(Excerpts from a point labeling dataset)
━━━

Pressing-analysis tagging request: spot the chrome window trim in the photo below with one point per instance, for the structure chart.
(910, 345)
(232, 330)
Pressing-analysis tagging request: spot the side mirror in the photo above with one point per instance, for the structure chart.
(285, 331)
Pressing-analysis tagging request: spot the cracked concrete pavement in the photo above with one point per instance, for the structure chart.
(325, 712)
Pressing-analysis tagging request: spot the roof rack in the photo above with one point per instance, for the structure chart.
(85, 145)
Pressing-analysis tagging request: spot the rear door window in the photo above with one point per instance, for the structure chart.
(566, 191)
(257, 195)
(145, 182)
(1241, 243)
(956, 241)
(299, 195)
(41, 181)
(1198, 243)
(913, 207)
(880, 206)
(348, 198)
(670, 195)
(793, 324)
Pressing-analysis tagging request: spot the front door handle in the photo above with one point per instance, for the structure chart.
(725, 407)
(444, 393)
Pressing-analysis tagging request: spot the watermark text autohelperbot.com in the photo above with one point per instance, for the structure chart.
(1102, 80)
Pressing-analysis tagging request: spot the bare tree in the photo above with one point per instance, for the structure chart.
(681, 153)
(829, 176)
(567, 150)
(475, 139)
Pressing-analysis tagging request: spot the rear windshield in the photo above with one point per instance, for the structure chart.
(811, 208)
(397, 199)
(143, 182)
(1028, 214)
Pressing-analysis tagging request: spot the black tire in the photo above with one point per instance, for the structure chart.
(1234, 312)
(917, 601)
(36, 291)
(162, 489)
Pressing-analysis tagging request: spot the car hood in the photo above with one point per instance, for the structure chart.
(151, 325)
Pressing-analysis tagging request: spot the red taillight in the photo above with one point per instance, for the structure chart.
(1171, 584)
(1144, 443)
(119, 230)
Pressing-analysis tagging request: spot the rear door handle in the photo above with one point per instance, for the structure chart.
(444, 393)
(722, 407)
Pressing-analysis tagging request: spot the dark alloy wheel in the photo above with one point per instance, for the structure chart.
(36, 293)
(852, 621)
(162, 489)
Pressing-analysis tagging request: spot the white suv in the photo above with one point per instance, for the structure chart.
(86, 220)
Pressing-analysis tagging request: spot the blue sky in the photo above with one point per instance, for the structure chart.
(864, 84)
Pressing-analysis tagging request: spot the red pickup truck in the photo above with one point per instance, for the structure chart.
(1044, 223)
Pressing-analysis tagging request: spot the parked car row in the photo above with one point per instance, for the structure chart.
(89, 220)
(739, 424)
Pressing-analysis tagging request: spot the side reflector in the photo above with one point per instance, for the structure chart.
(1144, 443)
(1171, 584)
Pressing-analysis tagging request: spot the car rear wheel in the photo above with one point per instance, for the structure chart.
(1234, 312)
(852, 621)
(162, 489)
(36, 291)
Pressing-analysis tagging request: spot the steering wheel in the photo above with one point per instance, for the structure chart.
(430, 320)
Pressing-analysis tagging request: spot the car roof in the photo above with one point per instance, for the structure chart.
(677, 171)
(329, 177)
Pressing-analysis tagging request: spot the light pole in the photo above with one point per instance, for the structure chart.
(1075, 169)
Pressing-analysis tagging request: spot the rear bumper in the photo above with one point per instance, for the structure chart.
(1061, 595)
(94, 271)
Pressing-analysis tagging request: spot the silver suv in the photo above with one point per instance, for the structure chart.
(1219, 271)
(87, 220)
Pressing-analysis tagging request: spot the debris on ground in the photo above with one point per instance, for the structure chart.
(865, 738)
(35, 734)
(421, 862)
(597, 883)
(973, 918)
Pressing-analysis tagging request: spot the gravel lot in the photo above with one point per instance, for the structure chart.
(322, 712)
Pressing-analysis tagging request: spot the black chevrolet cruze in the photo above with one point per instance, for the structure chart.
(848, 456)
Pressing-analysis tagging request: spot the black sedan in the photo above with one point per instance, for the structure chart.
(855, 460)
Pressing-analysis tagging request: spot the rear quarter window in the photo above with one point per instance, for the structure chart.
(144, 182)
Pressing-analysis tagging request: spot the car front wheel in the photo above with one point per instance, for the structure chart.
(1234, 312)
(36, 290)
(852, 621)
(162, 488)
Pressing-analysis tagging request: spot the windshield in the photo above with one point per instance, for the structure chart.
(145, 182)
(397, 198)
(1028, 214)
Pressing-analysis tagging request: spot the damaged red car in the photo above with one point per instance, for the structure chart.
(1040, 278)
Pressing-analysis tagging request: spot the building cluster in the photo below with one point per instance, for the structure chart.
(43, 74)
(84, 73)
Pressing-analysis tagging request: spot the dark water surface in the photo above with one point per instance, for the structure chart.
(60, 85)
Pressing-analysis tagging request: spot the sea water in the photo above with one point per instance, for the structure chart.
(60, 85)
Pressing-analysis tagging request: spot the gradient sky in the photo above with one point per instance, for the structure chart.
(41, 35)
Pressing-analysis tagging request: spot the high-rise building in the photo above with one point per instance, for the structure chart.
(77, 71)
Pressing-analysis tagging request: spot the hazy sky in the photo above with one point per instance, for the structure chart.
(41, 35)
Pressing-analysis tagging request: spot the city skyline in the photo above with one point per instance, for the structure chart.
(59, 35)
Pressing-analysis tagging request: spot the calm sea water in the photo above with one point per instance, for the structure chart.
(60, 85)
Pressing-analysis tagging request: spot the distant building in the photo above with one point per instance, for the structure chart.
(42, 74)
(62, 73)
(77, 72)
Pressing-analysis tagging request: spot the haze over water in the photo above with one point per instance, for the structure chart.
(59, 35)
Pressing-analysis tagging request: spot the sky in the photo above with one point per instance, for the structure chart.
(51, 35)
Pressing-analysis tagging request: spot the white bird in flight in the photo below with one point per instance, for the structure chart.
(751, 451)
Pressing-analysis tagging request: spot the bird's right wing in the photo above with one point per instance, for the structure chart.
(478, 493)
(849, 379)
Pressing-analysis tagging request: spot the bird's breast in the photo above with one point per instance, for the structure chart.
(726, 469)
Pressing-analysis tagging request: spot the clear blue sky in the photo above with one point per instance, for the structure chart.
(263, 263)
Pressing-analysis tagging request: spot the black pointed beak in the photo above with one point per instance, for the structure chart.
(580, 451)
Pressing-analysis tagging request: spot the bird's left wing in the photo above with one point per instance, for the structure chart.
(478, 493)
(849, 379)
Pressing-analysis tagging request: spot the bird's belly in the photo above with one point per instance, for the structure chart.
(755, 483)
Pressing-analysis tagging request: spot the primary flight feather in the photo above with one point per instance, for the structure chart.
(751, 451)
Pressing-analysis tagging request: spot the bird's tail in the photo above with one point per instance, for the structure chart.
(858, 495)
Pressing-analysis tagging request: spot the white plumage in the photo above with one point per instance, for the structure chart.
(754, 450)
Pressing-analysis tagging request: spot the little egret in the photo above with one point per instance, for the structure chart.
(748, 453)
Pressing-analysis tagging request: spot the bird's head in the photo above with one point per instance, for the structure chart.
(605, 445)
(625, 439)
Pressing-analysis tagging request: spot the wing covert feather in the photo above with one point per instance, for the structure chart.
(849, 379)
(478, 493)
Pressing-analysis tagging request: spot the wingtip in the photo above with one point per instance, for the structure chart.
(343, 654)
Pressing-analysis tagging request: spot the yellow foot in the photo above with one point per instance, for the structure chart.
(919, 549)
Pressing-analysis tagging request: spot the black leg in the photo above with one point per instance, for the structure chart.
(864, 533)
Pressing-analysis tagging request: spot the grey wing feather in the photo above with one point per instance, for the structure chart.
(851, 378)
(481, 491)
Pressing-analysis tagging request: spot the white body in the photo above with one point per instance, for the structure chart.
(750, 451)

━━━

**WORK TO BE COMPLETED:**
Copy out the lines again, starting at the line that has "Pressing-analysis tagging request: spot the red taillight" and ending after the line that has "(1075, 169)". Raise every coordinate in the answers by 32.

**RESPONSE TO THIS EXERCISE:**
Pressing-analysis tagging request: spot the red taillight in the photo above with one point per instance, for the structure chart.
(1203, 616)
(1176, 475)
(151, 262)
Pressing-analysis tagging request: spot the rear door handle in the photo above with one point per instance, for the structure chart.
(476, 425)
(754, 439)
Pressing-analysis tagging request: spot the dark alloy wheel in the photo above with one point per instance, for the structure chart.
(68, 325)
(884, 653)
(194, 521)
Pressing-analysis tagging request: spot the white suv in the photo above with one point per instance, for the structure chart.
(118, 252)
Pressing-analysis tagging request: spot the blue sky in the photo above with one point per instance, for the structure chart.
(896, 116)
Pressing-analysis tagging request: spot the red pickup truck in the photo above with one point per instance, for the structure chart.
(1076, 255)
Pressing-analysis tagging request: spot the parked car row in the photo above with one point per instance, for the structure chart.
(121, 252)
(771, 456)
Pressing-analysis tagging request: spot the side reflector in the photo above with one point per instance, for the structure chart.
(1176, 475)
(1203, 616)
Pressing-analysis tagging request: spot the car rear wheel in the photo above with one point per instance, for the structure chart.
(1266, 344)
(884, 653)
(194, 521)
(68, 323)
Pressing-analysis tagging request: spot the steering wheel in the photo above with one point per instance, for the structure chart.
(462, 352)
Pressing-analysis tagging request: spot the car roof in the photo above with one point per instance, for the structure chart.
(709, 203)
(361, 209)
Pressing-analysis tagging request: spot the light pole in the photo above with one point per instance, for the structure chart.
(1107, 201)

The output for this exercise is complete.